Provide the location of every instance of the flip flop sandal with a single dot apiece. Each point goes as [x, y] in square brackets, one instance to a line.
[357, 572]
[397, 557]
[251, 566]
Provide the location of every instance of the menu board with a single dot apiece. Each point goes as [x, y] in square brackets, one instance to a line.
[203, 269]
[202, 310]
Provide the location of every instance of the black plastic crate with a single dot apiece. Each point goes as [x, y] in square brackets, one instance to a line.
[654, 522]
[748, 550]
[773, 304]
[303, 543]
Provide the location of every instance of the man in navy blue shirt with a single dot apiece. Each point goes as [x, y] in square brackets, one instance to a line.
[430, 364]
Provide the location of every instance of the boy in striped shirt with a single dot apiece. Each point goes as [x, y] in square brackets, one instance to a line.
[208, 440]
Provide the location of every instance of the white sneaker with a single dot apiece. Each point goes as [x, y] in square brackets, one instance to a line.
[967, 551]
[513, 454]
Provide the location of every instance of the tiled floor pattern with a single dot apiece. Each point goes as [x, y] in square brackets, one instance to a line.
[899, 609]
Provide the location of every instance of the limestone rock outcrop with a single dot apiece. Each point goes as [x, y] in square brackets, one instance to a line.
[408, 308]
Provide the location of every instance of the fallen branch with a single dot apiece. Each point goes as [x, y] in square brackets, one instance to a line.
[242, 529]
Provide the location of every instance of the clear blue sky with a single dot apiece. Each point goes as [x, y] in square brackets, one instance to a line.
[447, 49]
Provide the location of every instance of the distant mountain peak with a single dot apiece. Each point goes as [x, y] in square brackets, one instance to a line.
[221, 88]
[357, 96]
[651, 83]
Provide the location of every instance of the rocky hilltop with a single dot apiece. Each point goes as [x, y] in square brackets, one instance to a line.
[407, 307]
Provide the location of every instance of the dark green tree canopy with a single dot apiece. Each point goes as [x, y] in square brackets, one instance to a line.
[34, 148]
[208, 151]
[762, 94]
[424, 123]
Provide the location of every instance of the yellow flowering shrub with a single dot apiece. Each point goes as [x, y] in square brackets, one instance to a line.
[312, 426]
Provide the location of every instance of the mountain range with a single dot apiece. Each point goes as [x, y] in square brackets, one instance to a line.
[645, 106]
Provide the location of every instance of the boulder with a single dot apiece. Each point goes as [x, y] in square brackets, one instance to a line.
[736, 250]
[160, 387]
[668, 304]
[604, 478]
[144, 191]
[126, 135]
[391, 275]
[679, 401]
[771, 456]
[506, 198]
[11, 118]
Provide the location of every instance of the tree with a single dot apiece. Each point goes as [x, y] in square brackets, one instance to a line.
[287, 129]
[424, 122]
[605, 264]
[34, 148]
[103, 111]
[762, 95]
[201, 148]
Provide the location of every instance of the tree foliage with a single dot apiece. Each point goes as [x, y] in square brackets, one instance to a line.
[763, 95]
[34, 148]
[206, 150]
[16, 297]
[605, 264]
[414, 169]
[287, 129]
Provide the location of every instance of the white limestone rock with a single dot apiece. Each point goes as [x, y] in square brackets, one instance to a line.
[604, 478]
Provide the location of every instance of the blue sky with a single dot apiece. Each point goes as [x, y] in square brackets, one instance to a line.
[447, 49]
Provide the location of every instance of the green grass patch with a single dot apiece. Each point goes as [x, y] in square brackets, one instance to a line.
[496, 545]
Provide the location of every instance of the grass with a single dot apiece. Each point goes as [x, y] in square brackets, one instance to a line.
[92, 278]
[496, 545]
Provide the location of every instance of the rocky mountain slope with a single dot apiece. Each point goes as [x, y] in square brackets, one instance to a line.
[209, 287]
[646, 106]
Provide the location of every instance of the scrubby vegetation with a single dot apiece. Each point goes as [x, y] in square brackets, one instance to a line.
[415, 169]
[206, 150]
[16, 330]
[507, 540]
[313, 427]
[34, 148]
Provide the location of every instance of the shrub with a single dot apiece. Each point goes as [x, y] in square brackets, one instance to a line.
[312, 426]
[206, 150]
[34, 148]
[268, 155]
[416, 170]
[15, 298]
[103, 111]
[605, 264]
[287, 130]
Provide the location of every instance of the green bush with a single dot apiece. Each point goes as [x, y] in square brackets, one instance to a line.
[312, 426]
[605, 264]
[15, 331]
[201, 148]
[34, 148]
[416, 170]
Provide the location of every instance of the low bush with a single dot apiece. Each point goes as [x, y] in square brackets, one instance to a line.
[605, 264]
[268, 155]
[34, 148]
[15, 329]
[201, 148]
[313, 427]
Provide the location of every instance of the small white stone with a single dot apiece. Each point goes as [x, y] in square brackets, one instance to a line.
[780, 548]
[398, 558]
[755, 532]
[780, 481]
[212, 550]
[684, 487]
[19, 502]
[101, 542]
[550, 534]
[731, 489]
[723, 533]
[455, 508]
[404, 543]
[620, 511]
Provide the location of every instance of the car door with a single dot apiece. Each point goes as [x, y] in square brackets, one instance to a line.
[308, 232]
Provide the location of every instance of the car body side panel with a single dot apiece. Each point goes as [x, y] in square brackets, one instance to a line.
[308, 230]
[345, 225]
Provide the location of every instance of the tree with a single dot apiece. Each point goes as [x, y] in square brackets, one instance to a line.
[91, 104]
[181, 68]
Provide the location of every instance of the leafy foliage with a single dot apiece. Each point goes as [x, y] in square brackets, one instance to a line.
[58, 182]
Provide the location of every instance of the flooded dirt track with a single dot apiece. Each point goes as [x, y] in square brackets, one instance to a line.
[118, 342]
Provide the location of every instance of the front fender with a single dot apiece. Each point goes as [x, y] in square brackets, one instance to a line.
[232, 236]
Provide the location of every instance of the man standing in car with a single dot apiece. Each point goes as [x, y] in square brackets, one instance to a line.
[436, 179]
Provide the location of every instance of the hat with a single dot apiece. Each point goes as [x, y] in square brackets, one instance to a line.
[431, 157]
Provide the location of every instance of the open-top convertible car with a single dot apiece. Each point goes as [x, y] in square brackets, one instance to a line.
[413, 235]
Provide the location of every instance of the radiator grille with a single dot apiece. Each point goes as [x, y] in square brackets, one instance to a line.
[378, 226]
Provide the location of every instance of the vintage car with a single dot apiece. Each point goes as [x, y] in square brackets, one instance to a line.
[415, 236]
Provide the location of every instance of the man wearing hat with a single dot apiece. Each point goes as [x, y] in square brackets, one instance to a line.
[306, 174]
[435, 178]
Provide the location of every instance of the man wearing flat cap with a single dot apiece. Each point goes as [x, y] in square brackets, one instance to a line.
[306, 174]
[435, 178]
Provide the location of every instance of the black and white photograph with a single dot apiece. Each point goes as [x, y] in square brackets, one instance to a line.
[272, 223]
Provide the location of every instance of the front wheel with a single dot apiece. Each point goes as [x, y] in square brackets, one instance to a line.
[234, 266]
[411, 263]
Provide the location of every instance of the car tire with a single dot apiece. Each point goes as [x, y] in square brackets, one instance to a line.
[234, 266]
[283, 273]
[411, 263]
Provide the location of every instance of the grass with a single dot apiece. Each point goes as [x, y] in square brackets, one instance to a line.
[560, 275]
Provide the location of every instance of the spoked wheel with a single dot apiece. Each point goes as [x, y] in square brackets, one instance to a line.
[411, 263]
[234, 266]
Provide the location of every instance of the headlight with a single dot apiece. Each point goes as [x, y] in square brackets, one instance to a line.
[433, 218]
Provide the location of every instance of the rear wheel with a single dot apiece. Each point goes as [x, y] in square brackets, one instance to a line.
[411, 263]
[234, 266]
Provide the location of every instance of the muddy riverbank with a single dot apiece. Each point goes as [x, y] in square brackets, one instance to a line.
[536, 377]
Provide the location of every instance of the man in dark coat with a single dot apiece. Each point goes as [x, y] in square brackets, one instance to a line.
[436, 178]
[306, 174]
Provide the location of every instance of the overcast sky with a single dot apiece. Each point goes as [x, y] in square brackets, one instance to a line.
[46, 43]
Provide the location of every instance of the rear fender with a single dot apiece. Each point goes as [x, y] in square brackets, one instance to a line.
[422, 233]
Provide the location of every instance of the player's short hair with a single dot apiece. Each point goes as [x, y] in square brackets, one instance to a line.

» To be done: Reproduce, exactly and with nothing added, the lines from the one that includes "Provide the location of every instance of the rear wheel" through the last line of the material.

» Answer to this problem:
Provide the location of every instance of the rear wheel with a single dot apiece. Each point goes as [x, y] in square brackets, one instance to a line.
[411, 263]
[234, 266]
Provide the location of every instance of the muddy riverbank with a single dot apiece. Each point goes as [x, y] in square brackets, one instance to a line.
[536, 377]
Provide the location of every instance of the man in dark coat with a single dot apiece. Each point goes as [x, y] in square brackets, one instance to a line.
[436, 178]
[306, 174]
Provide the location of every instance of the overcast sky with a single dot apiece. Each point goes as [x, y] in square brackets, one instance to a line.
[46, 43]
Provide the location of every instance of the rear fender with a single dot apiece. Each point goes as [x, y] in square brackets, one instance to a line.
[422, 233]
Provide the location of every instance of the player's short hair with a single dot apiece. Each point goes as [x, y] in square brackets, one instance to a line.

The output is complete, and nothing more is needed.